Klinische Langzeitbeobachtung

Auch die klinische Erfahrung zeigt, dass eine nachhaltige Heilung einer Onychomykose oft nur dann entsteht, wenn der Erreger und dessen Sporen beseitigt werden. Lag die Rezidivrate ohne sporizide Behandlung in einer eigenen retrospektiven Langzeitstudie zwei Jahre nach Ende der Therapie bei 41,4 %, verringerte sich dieses Risiko mit dem Wirkstoff Ciclopirox, unter Verwendung der Lacke Nagel Batrafen® und Ciclopoli® gegen Nagelpilz, auf 24,5 % beziehungsweise 10,5 % (Tab. 1). Die Patienten wurden vor der Lacktherapie mit 40%igem Harnstoff und einer gleichzeitigen systemischen Low-Dose-Therapie mit einer Dosis pro Woche Fluconazol 200 mg oder Terbinafin 250 mg behandelt. Der Befall war mit mehr als zwei Drittel der Nageloberfläche jeweils schwer.
***
● **Aufgaben**
1. Wie hoch war laut dem Text zur klinischen Langzeitbeobachtung die Rezidivrate ohne sporizide Behandlung zwei Jahre nach Therapieende?
2. Worauf stützt der Text zur klinischen Langzeitbeobachtung die Aussage, dass eine nachhaltige Heilung einer Onychomykose oft nur bei Beseitigung von Erreger und Sporen entsteht?

Lokalisierungsdaten mit einem Punkt pro Instanz
***
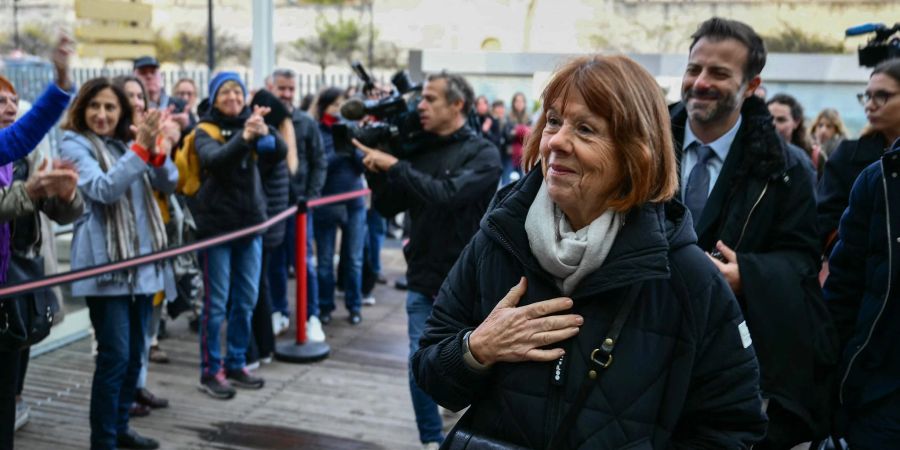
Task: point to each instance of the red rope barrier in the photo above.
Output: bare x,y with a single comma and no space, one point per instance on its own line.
89,272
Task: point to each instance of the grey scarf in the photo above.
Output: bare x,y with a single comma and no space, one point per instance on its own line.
122,240
567,254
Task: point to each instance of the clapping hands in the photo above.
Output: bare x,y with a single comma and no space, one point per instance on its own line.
56,178
255,126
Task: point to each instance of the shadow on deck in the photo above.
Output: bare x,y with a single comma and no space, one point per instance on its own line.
357,399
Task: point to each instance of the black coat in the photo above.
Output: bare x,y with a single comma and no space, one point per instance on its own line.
763,207
841,170
681,374
231,196
307,183
862,288
446,187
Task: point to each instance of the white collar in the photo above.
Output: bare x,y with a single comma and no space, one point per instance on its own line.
720,146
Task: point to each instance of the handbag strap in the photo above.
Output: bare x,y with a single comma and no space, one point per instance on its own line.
601,358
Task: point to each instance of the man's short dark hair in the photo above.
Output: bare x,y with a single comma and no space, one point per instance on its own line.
457,89
283,73
717,29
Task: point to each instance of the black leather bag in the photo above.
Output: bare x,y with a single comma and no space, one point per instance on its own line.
462,438
26,318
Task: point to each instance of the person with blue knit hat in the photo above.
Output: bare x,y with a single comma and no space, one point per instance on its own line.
231,197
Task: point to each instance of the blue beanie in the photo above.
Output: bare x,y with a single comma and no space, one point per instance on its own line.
217,81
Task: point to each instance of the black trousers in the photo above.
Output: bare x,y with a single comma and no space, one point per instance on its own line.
13,365
262,341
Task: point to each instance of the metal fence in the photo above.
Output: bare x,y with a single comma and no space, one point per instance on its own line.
31,77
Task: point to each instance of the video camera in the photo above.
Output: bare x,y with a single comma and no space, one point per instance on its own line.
879,48
396,127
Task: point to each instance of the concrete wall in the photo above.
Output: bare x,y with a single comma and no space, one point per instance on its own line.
818,81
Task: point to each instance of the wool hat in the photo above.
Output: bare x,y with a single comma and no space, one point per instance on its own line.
5,85
217,81
145,61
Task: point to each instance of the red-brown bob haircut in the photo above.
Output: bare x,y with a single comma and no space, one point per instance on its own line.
629,99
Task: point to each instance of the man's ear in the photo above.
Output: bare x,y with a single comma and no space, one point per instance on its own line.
752,85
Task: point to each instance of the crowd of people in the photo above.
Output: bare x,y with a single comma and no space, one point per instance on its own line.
604,271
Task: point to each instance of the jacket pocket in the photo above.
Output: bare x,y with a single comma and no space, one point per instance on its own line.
640,444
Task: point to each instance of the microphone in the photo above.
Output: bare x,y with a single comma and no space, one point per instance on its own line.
864,29
353,109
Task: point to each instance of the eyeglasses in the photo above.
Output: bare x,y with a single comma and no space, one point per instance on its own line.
878,98
6,100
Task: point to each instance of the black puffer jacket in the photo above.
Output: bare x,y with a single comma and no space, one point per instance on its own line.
309,180
446,187
682,375
231,195
841,171
763,207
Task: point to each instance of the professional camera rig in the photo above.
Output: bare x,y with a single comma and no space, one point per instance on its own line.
883,46
395,128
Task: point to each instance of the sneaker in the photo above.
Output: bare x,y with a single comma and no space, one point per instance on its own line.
146,398
244,379
285,323
276,323
138,410
217,386
23,414
314,331
130,439
158,355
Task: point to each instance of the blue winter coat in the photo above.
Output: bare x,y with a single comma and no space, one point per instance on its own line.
20,138
99,189
862,287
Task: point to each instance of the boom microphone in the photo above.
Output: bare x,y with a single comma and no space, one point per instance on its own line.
353,109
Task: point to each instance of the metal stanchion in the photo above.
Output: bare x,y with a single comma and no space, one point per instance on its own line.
301,351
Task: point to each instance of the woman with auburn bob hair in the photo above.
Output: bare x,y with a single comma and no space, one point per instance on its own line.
582,314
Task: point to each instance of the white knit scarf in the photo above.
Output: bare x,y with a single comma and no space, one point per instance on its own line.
567,254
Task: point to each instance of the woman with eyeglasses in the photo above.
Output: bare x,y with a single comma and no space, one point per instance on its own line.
882,106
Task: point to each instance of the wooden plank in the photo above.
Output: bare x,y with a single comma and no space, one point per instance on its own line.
356,399
114,11
113,33
115,51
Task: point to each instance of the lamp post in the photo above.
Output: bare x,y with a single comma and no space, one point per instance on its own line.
210,39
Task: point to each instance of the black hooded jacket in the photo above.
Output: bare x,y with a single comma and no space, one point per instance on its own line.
763,207
446,187
231,195
682,375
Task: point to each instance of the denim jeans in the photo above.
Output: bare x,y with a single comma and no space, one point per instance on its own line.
233,267
13,365
352,221
377,227
428,419
282,258
152,331
120,324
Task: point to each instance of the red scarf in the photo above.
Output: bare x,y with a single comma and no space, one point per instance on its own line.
329,120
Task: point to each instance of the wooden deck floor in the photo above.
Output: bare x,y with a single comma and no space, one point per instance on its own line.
358,398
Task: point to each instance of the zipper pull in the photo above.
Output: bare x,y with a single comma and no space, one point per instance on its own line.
559,371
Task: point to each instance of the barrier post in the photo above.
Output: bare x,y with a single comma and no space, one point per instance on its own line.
301,351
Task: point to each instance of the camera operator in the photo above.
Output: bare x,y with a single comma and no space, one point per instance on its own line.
446,187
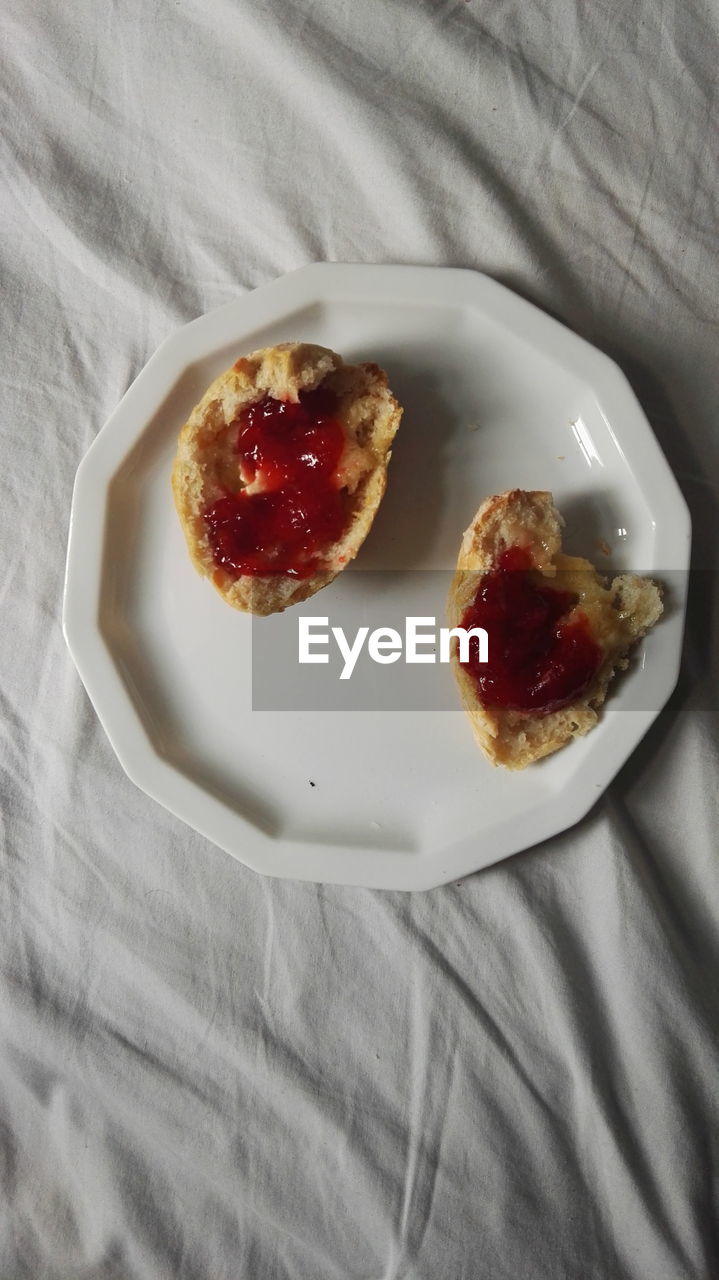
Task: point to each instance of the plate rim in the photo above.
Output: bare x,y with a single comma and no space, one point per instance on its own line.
141,758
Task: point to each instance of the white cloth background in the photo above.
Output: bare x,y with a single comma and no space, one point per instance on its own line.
209,1075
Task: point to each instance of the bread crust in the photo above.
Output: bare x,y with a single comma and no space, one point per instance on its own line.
619,611
370,416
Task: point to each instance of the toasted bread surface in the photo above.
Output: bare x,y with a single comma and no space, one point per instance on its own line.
618,611
206,466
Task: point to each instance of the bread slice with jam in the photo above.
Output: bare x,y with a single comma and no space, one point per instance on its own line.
279,472
557,630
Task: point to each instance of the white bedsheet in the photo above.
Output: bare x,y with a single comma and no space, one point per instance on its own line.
206,1074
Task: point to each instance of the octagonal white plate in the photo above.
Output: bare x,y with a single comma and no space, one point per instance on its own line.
497,394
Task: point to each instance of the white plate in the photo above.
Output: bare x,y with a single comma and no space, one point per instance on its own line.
497,394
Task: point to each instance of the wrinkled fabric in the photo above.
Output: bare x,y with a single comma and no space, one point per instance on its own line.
210,1074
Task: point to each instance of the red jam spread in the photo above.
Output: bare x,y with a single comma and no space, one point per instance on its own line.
291,455
536,662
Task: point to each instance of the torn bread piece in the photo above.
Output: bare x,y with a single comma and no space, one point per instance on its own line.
280,470
557,630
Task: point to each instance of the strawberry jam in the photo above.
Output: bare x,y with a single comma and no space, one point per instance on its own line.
536,662
289,456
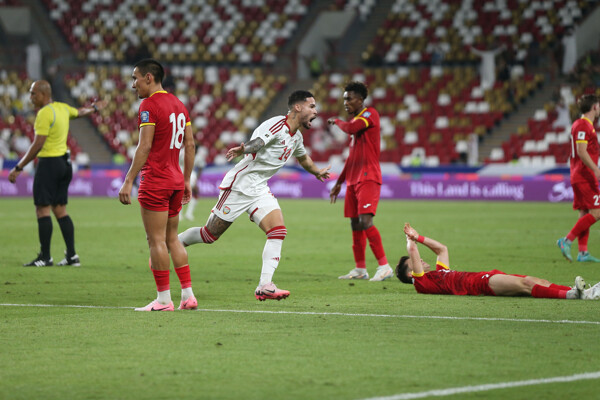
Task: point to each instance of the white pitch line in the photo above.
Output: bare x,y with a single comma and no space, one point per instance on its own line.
548,321
489,386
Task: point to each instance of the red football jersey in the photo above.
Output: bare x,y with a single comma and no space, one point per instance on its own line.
583,131
446,281
363,161
169,117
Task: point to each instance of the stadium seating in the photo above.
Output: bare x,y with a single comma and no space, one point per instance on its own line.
232,31
426,114
419,32
546,141
224,103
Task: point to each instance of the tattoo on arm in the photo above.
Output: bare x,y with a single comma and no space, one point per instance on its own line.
254,145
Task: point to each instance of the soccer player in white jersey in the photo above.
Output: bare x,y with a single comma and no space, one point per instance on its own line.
244,188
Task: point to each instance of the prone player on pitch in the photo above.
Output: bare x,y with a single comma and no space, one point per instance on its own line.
413,270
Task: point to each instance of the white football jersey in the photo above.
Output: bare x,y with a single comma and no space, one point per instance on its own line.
251,174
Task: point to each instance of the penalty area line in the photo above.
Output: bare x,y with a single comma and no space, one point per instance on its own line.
489,386
333,314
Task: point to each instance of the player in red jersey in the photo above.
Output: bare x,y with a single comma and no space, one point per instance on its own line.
362,174
165,129
584,178
413,270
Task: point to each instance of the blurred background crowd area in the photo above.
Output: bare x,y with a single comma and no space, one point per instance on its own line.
456,82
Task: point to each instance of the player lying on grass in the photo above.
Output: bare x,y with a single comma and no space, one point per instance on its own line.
413,270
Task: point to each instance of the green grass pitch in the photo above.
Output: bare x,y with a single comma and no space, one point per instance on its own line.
330,339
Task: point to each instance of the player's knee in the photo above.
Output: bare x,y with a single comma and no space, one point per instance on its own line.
527,284
207,236
278,232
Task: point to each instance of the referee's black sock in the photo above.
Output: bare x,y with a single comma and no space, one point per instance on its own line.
45,234
68,231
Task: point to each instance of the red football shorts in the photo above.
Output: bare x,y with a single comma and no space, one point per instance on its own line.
161,200
361,198
585,196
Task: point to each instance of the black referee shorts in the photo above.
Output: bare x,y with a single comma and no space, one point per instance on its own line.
51,181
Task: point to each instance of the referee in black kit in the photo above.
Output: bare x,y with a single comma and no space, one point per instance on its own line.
54,171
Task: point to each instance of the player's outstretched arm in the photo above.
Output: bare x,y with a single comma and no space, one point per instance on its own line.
309,165
352,127
438,248
139,159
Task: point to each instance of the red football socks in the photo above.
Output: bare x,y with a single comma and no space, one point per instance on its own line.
376,244
543,292
359,243
560,287
183,273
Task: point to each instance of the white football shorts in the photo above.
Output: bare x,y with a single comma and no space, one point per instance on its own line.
232,204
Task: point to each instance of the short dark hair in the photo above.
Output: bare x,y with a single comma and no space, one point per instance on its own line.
358,88
150,65
586,102
298,96
401,269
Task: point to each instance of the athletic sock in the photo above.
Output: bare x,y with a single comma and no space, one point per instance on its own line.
359,244
45,235
376,245
186,293
164,297
581,226
68,231
543,292
161,277
582,240
272,253
185,278
196,235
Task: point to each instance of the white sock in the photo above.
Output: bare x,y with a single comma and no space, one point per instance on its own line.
164,297
190,236
196,235
190,210
186,293
271,256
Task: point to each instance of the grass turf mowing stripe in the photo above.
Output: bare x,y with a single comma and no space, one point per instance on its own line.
489,386
564,321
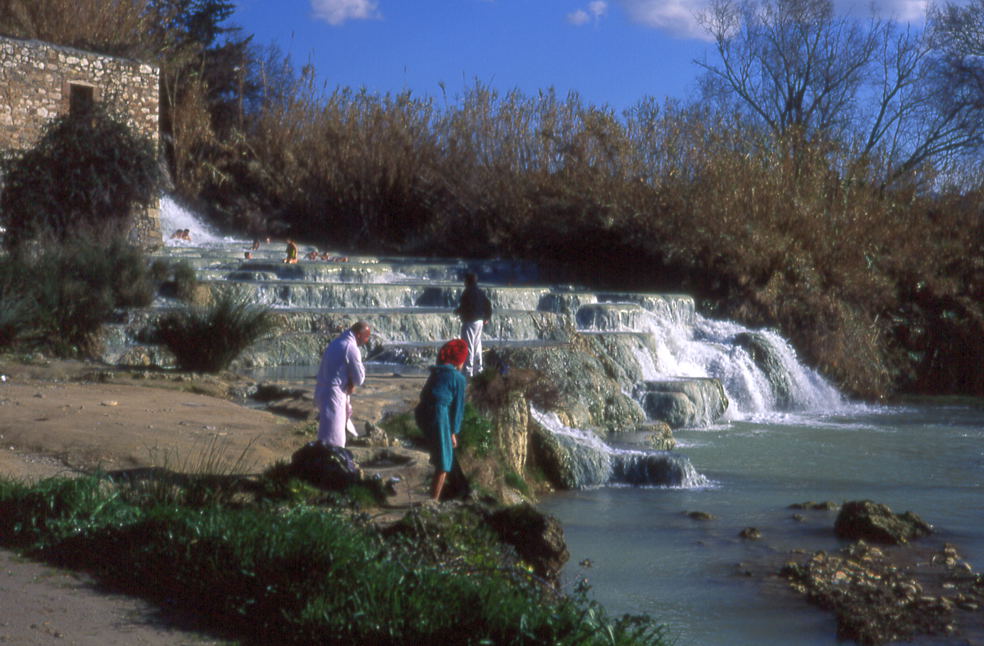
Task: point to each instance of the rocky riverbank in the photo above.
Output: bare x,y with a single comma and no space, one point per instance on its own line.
904,587
64,418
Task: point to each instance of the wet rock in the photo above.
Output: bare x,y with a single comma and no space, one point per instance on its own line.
815,506
691,402
887,595
874,522
700,515
537,537
764,354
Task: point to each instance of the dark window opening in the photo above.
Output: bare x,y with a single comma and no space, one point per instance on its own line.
81,99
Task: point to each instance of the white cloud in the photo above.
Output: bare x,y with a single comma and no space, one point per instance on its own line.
598,8
901,10
336,12
578,18
677,17
594,11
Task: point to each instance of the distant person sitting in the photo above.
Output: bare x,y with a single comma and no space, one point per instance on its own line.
475,310
291,258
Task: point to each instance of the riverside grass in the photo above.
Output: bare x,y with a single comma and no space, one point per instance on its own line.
297,573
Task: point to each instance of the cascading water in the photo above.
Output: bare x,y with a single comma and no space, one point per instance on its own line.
595,463
721,350
175,217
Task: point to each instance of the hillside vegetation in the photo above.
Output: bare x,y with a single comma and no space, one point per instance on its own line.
843,208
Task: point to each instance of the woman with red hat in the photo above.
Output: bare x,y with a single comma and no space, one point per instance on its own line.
441,409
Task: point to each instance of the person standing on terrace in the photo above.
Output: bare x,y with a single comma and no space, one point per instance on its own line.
475,310
341,372
441,410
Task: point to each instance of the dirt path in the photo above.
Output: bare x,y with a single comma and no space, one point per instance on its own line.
53,424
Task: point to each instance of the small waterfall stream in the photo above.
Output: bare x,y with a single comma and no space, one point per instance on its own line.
600,464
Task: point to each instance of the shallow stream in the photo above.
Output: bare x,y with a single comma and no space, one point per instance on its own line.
648,556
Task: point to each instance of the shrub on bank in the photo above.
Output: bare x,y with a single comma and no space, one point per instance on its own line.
209,338
297,575
58,297
87,172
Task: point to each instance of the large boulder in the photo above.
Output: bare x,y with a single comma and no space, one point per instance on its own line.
590,397
875,523
538,538
684,402
569,463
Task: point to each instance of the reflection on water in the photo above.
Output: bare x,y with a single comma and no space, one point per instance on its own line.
649,556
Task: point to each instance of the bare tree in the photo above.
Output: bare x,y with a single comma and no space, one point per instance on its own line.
873,85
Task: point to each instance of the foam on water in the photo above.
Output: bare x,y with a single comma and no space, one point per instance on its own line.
627,466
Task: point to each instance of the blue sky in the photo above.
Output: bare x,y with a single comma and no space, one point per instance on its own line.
611,52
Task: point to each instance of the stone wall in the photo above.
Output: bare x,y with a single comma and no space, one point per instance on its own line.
39,81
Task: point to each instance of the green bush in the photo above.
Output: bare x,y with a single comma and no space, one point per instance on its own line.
86,173
209,338
476,432
303,575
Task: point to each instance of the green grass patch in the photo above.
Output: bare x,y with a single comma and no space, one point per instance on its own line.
303,574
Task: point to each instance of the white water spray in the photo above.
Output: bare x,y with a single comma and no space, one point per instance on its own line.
600,464
175,217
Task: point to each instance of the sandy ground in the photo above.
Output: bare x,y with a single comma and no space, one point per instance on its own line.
64,418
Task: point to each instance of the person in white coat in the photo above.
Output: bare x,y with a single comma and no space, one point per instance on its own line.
341,372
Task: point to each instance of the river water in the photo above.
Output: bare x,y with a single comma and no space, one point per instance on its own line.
708,585
712,587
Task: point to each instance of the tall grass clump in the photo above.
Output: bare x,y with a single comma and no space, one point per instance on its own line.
300,575
209,338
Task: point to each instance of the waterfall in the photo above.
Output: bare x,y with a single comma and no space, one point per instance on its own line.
758,369
591,462
175,217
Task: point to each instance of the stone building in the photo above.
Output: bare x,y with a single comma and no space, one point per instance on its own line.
40,81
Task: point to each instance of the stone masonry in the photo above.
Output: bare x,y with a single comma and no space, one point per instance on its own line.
40,81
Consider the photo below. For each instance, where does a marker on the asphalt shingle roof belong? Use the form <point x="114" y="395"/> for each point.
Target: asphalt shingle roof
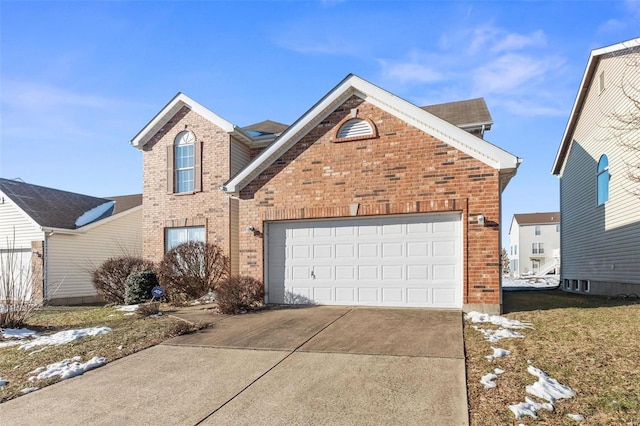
***
● **Lösungen**
1. Sie lag bei 41,4 %.

2. Er stützt sie auf eine eigene retrospektive Langzeitstudie. Dort lag die Rezidivrate zwei Jahre nach Therapieende ohne sporizide Behandlung bei 41,4 %. Mit dem Wirkstoff Ciclopirox in den Lacken Nagel Batrafen® und Ciclopoli® sank sie auf 24,5 % beziehungsweise 10,5 %.